-- 必要なこと --
「Can you see the green」を含む行から記録の最後の行まで（両端を含む）を、一字も変えずにそのまま繰り返せ。

**** 提供された情報

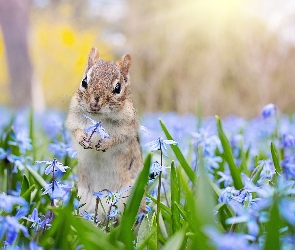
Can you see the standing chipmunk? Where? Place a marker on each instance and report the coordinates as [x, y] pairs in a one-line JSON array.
[[112, 163]]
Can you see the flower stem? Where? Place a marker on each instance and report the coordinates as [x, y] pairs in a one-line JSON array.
[[96, 209], [159, 198]]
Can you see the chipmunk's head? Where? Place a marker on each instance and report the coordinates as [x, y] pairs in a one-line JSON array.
[[105, 85]]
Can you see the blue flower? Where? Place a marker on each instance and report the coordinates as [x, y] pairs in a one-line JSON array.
[[37, 222], [96, 128], [155, 169], [227, 195], [87, 215], [160, 144], [269, 110], [267, 172], [287, 141], [34, 246], [229, 241], [112, 197], [7, 202], [10, 226], [224, 177], [113, 212], [288, 166], [54, 165], [60, 149]]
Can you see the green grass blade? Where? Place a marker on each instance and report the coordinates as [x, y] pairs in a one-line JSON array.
[[275, 158], [175, 241], [36, 176], [26, 189], [133, 204], [272, 229], [190, 173], [185, 216], [204, 200], [228, 156], [162, 206], [256, 173], [175, 198]]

********

-- 解答 --
Can you see the green grass blade? Where? Place a marker on each instance and report the coordinates as [x, y] pairs in a one-line JSON array.
[[275, 158], [175, 241], [36, 176], [26, 189], [133, 204], [272, 229], [190, 173], [185, 216], [204, 200], [228, 156], [162, 206], [256, 173], [175, 198]]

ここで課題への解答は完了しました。